Legitimasi Penyelenggaraan Pemilu
Pemilu yang baik harus legitimate secara proses dan hasil. Mesti dipastikan proses persiapan penyelenggaraan pemilu di semua lini dan level telah berjalan dengan adil, jujur, transparan, dan akuntabel. Tidak curang.
Tuntutan publik terhadap kinerja para penyelenggara pemilu, baik Komisi Pemilihan Umum, Badan Pengawas Pemilu, maupun Dewan Kehormatan Penyelenggara Pemilu, semakin hari semakin tinggi.
Bahkan ada putusan Dewan Kehormatan Penyelenggara Pemilu (DKPP) yang dipersoalkan pihak pengadu lantaran dianggap kurang memenuhi rasa keadilan. Misal, putusan perkara dugaan intimidasi dan verifikasi faktual data parpol peserta pemilu di Kabupaten Kepulauan Sangihe, Sulawesi Utara.
Baca Berita Seputar Pemilu 2024
Dalam perkara itu, DKPP memberi sangsi pemberhentian jabatan untuk kepala Divisi Teknis KPU Kabupaten Kepulauan Sangihe, menjatuhkan sangsi peringatan keras ke ketua KPU Kabupaten Kepulauan Sangihe, dan sanksi peringatan untuk ketua dan dua anggota KPU Provinsi Sulawesi Utara.
Sejauh ini, para teradu yang diberi sanksi DKPP bersikap diam dan menerima. Sementara pengadu menilai DKPP tak berupaya mencari dalang manipulasi (Kompas, 4/4/2023).
Ini mengindikasikan tingkat kepedulian masyarakat dalam mengawal dan mengawasi kinerja penyelenggara pemilu di tingkat pusat, provinsi, ataupun kabupaten dan kota semakin meningkat. Teknologi informasi (TI) memungkinkan masyarakat sedemikian rupa mengawasi, mendiskusikan, bahkan melaporkan hal-hal terkait penyelenggaraan persiapan pemilu di daerah masing-masing.

--*--

### Permintaan Tertulis
Tolong kembalikan sepotong teks tentang legitimasi pemilu di atas tanpa perubahan, mulai dari kata yang memuat "Bahkan ada putusan" dan berhenti setelah "Sangihe, Sulawesi Utara.".

### Data yang Diberikan
--*--

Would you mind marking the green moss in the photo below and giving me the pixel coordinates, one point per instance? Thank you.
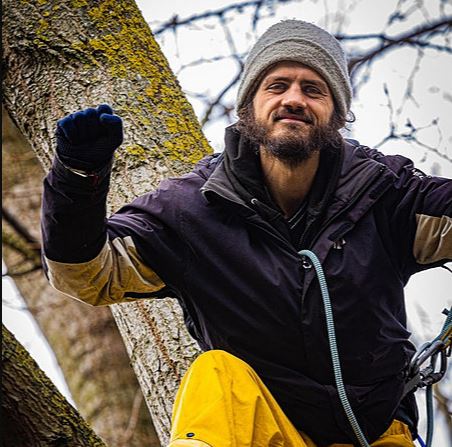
(136, 151)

--*--

### Jawaban Tugas
Bahkan ada putusan Dewan Kehormatan Penyelenggara Pemilu (DKPP) yang dipersoalkan pihak pengadu lantaran dianggap kurang memenuhi rasa keadilan. Misal, putusan perkara dugaan intimidasi dan verifikasi faktual data parpol peserta pemilu di Kabupaten Kepulauan Sangihe, Sulawesi Utara.